| What to work on |
Show each row below that contains the word "blue", copied in full.

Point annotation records
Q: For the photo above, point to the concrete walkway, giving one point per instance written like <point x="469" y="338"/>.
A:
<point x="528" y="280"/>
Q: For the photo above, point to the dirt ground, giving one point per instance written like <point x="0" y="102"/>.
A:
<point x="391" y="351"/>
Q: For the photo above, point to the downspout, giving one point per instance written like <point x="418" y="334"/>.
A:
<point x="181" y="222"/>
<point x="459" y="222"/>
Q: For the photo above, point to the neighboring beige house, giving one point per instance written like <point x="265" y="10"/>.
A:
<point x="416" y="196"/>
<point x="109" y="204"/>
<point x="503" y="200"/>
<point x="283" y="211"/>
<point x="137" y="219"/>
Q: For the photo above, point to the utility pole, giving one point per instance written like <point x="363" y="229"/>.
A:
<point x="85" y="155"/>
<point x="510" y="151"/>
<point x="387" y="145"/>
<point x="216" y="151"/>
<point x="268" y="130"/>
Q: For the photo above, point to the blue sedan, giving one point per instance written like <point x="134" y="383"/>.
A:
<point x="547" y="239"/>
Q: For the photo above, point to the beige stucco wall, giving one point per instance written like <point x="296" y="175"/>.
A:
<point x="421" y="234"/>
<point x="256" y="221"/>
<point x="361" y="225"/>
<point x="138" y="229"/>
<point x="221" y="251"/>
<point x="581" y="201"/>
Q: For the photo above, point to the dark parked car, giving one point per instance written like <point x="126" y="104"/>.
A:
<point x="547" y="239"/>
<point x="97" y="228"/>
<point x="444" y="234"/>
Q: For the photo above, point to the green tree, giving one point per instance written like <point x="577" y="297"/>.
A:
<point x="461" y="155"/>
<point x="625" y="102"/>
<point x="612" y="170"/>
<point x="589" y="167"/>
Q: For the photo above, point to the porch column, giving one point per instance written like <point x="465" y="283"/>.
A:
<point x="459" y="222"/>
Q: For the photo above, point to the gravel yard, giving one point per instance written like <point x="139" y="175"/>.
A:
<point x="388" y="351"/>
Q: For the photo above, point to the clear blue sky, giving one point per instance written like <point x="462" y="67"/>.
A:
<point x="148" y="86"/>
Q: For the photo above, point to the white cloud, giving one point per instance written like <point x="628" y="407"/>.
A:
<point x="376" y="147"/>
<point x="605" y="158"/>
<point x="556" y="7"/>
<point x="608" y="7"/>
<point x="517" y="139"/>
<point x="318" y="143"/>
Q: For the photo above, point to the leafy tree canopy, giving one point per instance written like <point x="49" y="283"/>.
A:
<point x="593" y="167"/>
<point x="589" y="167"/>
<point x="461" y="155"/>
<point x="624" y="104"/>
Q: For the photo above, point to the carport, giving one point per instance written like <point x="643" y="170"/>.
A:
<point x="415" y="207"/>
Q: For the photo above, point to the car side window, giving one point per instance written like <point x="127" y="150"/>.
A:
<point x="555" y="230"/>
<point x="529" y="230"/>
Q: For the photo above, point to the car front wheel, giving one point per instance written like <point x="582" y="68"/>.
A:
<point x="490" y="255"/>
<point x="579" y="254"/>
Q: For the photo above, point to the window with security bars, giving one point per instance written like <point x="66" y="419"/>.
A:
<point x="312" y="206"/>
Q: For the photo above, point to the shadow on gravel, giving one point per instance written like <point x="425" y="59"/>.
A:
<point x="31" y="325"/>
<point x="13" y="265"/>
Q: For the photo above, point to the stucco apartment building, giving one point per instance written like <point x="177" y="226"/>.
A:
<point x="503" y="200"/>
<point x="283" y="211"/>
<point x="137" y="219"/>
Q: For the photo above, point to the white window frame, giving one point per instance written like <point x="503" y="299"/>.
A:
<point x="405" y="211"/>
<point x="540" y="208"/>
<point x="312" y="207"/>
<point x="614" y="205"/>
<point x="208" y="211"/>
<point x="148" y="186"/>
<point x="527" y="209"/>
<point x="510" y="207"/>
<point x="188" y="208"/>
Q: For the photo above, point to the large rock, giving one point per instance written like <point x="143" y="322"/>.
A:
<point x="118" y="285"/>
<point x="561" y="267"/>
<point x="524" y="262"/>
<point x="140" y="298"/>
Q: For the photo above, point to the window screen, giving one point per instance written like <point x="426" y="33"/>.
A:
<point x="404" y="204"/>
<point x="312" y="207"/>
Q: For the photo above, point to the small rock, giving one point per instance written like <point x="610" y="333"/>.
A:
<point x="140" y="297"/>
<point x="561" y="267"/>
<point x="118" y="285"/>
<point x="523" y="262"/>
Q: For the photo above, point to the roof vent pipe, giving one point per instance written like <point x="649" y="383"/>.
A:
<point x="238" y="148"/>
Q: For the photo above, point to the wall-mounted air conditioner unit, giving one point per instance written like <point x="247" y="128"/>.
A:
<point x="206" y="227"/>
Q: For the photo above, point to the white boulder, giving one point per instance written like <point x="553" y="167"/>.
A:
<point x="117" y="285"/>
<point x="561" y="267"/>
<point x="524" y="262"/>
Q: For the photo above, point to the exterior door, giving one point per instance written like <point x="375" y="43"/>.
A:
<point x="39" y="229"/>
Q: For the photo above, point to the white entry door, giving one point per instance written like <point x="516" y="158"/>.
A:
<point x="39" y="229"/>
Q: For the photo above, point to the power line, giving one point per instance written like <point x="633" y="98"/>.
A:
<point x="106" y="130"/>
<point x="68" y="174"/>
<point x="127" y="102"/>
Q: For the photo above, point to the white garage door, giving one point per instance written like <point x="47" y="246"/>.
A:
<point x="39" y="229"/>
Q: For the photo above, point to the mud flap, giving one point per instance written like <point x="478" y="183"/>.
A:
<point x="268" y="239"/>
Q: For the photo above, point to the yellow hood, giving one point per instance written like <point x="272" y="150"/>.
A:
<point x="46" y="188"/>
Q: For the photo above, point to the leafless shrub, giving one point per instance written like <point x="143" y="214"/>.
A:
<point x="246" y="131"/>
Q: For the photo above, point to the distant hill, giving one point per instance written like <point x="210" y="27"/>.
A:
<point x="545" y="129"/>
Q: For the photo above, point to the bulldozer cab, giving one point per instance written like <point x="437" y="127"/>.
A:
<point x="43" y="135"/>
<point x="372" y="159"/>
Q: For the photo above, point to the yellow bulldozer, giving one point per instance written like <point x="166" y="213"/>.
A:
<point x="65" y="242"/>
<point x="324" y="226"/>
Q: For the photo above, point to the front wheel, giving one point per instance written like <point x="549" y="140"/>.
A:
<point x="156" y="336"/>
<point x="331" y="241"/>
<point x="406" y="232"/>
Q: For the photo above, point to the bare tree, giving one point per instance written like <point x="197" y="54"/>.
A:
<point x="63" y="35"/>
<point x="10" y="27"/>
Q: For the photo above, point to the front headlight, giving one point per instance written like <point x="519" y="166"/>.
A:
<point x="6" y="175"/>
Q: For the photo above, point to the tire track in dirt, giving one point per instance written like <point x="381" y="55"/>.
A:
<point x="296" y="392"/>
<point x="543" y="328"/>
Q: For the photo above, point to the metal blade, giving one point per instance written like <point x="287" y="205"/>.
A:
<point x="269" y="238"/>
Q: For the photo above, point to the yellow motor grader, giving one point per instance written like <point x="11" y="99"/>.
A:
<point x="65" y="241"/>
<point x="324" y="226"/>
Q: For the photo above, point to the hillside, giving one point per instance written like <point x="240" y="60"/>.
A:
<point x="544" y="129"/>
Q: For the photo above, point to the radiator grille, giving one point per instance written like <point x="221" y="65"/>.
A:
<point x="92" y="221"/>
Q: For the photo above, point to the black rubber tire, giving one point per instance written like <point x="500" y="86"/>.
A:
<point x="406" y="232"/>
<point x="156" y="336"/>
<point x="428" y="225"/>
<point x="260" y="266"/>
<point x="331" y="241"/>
...
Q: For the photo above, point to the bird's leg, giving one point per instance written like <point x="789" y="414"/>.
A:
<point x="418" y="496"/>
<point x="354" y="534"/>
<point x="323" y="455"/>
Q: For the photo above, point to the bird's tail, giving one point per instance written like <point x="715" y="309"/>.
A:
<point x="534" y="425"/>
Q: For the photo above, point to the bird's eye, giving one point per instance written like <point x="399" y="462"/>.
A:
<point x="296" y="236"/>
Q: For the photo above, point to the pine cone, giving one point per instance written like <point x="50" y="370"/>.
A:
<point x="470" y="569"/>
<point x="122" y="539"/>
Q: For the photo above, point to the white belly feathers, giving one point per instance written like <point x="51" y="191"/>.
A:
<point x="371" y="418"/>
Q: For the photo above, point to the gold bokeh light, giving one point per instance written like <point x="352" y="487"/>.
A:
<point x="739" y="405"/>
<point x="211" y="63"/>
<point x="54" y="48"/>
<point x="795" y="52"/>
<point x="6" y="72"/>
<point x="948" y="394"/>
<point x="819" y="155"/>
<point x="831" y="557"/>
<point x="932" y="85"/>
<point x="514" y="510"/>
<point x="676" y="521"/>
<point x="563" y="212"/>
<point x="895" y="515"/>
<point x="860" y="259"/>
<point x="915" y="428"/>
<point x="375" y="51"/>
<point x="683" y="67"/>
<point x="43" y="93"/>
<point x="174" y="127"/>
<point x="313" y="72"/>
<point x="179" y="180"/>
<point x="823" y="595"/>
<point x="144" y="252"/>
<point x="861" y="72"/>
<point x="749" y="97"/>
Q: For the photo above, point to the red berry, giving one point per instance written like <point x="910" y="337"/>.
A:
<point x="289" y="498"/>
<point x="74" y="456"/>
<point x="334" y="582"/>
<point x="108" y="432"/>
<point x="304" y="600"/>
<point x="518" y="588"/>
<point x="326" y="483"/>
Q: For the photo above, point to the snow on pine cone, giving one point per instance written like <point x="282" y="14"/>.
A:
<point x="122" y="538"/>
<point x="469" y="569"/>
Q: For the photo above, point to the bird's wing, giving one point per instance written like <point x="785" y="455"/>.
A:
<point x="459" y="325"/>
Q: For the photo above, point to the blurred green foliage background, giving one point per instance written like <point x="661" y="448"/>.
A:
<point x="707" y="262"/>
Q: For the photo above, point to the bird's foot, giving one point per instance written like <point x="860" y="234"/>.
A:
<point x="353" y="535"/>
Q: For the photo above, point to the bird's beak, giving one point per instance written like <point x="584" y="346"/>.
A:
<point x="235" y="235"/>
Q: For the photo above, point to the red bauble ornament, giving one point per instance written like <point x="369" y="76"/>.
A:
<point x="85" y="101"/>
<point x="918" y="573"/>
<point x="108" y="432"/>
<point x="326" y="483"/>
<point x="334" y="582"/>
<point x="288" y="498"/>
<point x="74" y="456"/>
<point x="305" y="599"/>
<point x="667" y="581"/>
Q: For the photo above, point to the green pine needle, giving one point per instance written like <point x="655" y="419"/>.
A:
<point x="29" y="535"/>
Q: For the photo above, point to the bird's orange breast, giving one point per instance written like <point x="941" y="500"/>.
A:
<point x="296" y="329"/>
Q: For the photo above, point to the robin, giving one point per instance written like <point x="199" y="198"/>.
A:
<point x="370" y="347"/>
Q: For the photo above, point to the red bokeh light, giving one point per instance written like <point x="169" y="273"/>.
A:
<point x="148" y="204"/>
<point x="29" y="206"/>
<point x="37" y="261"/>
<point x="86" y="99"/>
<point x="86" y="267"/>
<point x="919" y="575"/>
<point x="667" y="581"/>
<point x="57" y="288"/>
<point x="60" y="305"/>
...
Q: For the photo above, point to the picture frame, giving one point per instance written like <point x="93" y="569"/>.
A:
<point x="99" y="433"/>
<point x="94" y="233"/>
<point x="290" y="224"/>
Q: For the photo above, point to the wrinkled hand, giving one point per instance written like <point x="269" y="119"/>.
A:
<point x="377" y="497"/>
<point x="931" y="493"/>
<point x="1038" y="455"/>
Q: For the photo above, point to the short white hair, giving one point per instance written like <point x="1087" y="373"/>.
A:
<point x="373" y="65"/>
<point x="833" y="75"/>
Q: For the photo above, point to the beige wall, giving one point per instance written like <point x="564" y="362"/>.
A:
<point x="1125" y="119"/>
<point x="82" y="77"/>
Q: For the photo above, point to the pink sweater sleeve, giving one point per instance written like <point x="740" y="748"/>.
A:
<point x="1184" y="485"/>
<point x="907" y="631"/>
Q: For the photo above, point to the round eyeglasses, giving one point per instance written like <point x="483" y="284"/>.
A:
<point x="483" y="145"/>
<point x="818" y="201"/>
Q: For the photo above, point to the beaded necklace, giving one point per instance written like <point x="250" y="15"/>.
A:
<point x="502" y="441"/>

| Final answer |
Q: For the photo above, point to the blue sedan, giving one point per instance written like <point x="134" y="383"/>.
Q: For the photo above, point to the clear blue sky, giving one point per instance written like <point x="462" y="67"/>.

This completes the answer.